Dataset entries
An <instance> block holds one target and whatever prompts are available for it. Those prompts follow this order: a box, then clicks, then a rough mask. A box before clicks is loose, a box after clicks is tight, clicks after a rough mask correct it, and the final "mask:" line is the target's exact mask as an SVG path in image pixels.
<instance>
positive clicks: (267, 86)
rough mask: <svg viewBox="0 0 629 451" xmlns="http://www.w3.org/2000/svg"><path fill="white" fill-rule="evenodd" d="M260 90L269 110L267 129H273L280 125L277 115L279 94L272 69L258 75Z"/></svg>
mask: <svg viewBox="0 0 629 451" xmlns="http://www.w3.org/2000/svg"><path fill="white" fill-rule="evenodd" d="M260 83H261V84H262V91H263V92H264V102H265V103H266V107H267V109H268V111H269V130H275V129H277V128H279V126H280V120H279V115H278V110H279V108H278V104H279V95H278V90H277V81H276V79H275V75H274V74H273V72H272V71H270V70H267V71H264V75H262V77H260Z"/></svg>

==

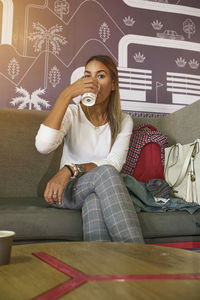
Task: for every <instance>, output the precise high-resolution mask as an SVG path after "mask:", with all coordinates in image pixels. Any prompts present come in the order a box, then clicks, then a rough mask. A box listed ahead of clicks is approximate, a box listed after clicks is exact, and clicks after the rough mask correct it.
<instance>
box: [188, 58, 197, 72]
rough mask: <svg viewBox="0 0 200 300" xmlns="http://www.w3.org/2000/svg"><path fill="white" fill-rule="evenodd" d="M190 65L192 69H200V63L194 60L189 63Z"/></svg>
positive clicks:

▶ **What you have to do**: Recast the lines from the one containing "An <instance> block" through the one containing "90L269 110L267 129H273L280", both included, as a Markdown table with the columns Position and Text, leaving out blank lines.

▶ **Solution to this exercise**:
| Position | Text |
|---|---|
| 1 | An <instance> block holds one target and whatever prompts are available for it. Those prompts follow this order: a box, then clicks, then a rough mask. A box before clicks is loose, a box after clicks is tight, clicks after a rough mask correct it, and the final "mask:" line is the target's exact mask as an SVG path in image pixels. |
| 2 | <instance> |
| 3 | positive clicks: (267, 86) |
| 4 | rough mask: <svg viewBox="0 0 629 451" xmlns="http://www.w3.org/2000/svg"><path fill="white" fill-rule="evenodd" d="M260 90L269 110L267 129H273L280 125L277 115L279 94L272 69L258 75Z"/></svg> |